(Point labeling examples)
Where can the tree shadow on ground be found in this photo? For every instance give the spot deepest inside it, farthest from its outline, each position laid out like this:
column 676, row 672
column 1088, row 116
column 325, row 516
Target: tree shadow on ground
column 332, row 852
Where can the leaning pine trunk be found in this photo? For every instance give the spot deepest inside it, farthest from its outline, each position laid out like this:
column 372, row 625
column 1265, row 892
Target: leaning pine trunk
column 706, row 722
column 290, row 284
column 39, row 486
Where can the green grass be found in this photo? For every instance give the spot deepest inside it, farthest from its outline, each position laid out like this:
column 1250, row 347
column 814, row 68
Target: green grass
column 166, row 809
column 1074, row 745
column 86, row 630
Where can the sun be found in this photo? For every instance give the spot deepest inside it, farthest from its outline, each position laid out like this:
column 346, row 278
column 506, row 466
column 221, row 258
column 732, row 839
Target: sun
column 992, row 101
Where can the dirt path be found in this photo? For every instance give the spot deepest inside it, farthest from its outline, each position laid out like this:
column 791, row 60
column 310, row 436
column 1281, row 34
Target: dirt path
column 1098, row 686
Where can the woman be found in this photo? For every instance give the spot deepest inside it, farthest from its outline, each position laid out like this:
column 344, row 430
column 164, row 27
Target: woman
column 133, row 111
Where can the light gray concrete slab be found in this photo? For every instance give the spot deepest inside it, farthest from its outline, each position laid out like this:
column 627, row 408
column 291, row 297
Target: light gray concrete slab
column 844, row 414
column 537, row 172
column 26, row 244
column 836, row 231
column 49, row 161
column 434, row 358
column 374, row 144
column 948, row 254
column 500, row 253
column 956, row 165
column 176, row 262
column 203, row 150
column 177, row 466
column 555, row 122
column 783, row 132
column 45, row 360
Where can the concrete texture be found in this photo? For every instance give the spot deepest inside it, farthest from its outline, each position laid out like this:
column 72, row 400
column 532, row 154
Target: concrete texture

* [WRITTEN PROBLEM] Rewrite every one of the rows above, putting "innermost" wherever "deepest" appears and leaving everything else unchanged.

* [IN RESPONSE]
Where can the tree shadow on ground be found in this photo? For every instance give the spot innermost inside it, farthest from its outline, each position laid out like this:
column 676, row 672
column 1088, row 116
column 325, row 516
Target: tree shadow on ground
column 332, row 852
Where can the leaning pine trunk be found in this photo? For every instance give the spot innermost inside it, farthest from its outline, each position laid out like this:
column 372, row 625
column 1265, row 892
Target: leaning pine trunk
column 706, row 722
column 290, row 284
column 39, row 486
Where can the green grass be found in this photo? For every instance give the spot innermost inside it, farthest from its outline, each position laid out like this:
column 1250, row 347
column 814, row 68
Target: green grass
column 166, row 809
column 1074, row 745
column 86, row 630
Where can the sun be found in this photo? For every instance give the spot innermost inside it, farthest from its outline, each position laid out like this:
column 346, row 278
column 506, row 466
column 221, row 258
column 732, row 839
Target: sun
column 992, row 101
Where can the dirt path be found in this photo? For every instance give the spot innermost inside it, farthest from its outline, each position laid out like this:
column 791, row 60
column 310, row 436
column 1281, row 34
Target: dirt path
column 1098, row 686
Where can the woman be found in this photo? For every instance give the spot innermost inside it, farthest from its outline, each position laid out like this:
column 344, row 430
column 164, row 27
Target: woman
column 133, row 111
Where can the light gray concrete slab be found in this photo? For every instance give the spot innermost inside it, farthest from its outline, each position laid out like this:
column 627, row 408
column 291, row 297
Target: light gray concrete slab
column 844, row 414
column 537, row 172
column 26, row 244
column 836, row 231
column 49, row 161
column 434, row 358
column 374, row 144
column 948, row 254
column 500, row 253
column 956, row 165
column 176, row 262
column 203, row 150
column 177, row 466
column 555, row 122
column 783, row 132
column 45, row 360
Where can the concrete texture be found in this photo? For every instance give the spot innermost inside it, farthest from its outline, each position laid out like this:
column 72, row 400
column 532, row 154
Target: concrete texture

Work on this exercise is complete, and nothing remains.